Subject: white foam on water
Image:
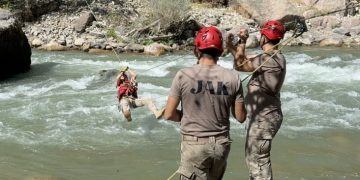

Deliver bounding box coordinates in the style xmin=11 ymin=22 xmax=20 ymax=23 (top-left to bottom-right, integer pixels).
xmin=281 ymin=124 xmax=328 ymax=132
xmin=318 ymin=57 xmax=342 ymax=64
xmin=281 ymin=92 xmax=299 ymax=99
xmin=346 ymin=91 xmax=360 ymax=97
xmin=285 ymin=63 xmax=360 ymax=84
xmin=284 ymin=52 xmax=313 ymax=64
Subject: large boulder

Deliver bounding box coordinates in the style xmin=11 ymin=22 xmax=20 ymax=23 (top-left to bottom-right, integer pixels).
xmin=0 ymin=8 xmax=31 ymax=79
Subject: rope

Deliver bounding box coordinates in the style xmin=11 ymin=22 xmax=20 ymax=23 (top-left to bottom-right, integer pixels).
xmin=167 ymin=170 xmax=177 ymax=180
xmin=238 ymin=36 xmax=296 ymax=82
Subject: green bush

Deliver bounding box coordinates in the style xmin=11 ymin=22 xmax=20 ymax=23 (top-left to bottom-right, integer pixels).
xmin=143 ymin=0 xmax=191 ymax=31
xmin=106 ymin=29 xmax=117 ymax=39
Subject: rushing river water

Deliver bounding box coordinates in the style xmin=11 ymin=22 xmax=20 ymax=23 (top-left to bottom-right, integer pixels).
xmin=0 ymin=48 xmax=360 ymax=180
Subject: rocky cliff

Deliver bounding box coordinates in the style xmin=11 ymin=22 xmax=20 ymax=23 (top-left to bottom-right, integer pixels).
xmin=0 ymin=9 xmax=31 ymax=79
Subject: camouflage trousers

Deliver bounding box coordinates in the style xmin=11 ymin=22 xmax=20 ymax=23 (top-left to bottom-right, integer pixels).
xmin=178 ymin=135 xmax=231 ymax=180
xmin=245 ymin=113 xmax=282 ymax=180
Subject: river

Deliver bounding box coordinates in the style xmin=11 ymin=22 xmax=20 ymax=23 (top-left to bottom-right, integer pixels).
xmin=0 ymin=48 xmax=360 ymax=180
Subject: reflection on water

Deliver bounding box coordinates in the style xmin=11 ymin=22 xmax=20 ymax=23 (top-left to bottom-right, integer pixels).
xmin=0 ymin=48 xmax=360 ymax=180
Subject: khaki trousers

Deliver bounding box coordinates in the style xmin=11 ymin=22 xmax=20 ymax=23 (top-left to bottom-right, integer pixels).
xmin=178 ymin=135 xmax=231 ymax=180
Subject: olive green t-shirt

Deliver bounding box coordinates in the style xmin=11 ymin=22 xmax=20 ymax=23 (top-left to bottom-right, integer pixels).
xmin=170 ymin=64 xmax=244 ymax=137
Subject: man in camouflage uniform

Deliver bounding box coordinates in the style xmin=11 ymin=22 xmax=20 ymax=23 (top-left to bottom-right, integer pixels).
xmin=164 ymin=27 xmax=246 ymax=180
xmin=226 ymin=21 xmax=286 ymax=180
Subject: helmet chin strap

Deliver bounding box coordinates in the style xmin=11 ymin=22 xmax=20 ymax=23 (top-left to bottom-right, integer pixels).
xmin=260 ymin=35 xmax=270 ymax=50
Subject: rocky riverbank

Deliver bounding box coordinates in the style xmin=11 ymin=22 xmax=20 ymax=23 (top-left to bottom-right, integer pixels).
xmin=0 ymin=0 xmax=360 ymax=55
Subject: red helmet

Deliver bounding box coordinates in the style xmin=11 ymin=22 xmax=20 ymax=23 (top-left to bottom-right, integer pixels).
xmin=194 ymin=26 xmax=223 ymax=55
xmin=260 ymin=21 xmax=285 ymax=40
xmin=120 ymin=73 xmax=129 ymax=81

Work required — Update the material above by changing "trousers" to "pants" and keeping everything else the same. Leave out the pictures.

Solution to this task —
Subject: white foam on water
Image:

Deliver bounding box coordinates in the style xmin=11 ymin=22 xmax=20 ymax=23 (top-left to bottom-right, integer pixels).
xmin=281 ymin=124 xmax=328 ymax=132
xmin=318 ymin=57 xmax=342 ymax=64
xmin=281 ymin=92 xmax=299 ymax=99
xmin=346 ymin=91 xmax=360 ymax=97
xmin=285 ymin=63 xmax=360 ymax=84
xmin=284 ymin=52 xmax=313 ymax=64
Subject: large boulder

Deliver bounding box coordinates in the style xmin=11 ymin=22 xmax=20 ymax=23 (top-left to bottom-right, integer pixels).
xmin=0 ymin=8 xmax=31 ymax=79
Subject: rope

Deliver bounding box coordinates in the style xmin=11 ymin=22 xmax=20 ymax=23 (top-left to bottom-right, integer pixels).
xmin=167 ymin=170 xmax=177 ymax=180
xmin=238 ymin=36 xmax=296 ymax=82
Subject: green bush

Deliver bounding box coordinates in the style xmin=11 ymin=22 xmax=20 ymax=23 (top-left to bottom-right, integer pixels).
xmin=143 ymin=0 xmax=191 ymax=31
xmin=106 ymin=29 xmax=117 ymax=39
Subject: rushing river water

Deliver bounding box coordinates in the style xmin=11 ymin=22 xmax=20 ymax=23 (top-left to bottom-right, integer pixels).
xmin=0 ymin=48 xmax=360 ymax=180
Subject: rocky cliff

Deliver bounding box coordinates in the style xmin=11 ymin=22 xmax=20 ymax=23 (top-left to bottom-right, integer pixels).
xmin=0 ymin=9 xmax=31 ymax=79
Subject: camouflage pants

Deliver bounding box coordinates in the style xmin=11 ymin=22 xmax=20 ymax=23 (top-left to bottom-right, integer pixels).
xmin=178 ymin=135 xmax=231 ymax=180
xmin=245 ymin=113 xmax=282 ymax=180
Subject: river

Deliver bounding box coordinates in the style xmin=11 ymin=22 xmax=20 ymax=23 (top-left to bottom-right, integer pixels).
xmin=0 ymin=48 xmax=360 ymax=180
Subject: reflection on water

Deliver bounding box coordinates in the style xmin=11 ymin=22 xmax=20 ymax=23 (top-left to bottom-right, integer pixels).
xmin=0 ymin=48 xmax=360 ymax=180
Subject: khaki pants

Deliver bounding box coordinates in the style xmin=11 ymin=22 xmax=20 ymax=23 (top-left to bottom-right, integer pixels).
xmin=178 ymin=135 xmax=231 ymax=180
Subject: olive green t-shirt

Deliver bounding box coordinates in the style xmin=11 ymin=22 xmax=20 ymax=23 (top-left to bottom-right, integer pixels).
xmin=170 ymin=64 xmax=244 ymax=137
Subject: man in camouflage uniform

Deliver bounding box coordinates in the style xmin=11 ymin=22 xmax=20 ymax=23 (top-left to bottom-right, integer pixels).
xmin=164 ymin=27 xmax=246 ymax=180
xmin=226 ymin=21 xmax=286 ymax=180
Subject: helmet chin strap

Deliver bounding box coordinates in the style xmin=11 ymin=22 xmax=20 ymax=23 (top-left to bottom-right, integer pixels).
xmin=260 ymin=35 xmax=270 ymax=50
Subject: rocky riverbank

Deliver bounding box coordinates in the style xmin=11 ymin=22 xmax=20 ymax=23 (top-left to bottom-right, integer pixels).
xmin=0 ymin=0 xmax=360 ymax=55
Subject: red helmet

Deliver bounding box coordinates in the style xmin=11 ymin=22 xmax=20 ymax=23 (top-left to bottom-right, integer pixels).
xmin=194 ymin=26 xmax=223 ymax=55
xmin=260 ymin=21 xmax=285 ymax=40
xmin=120 ymin=73 xmax=129 ymax=81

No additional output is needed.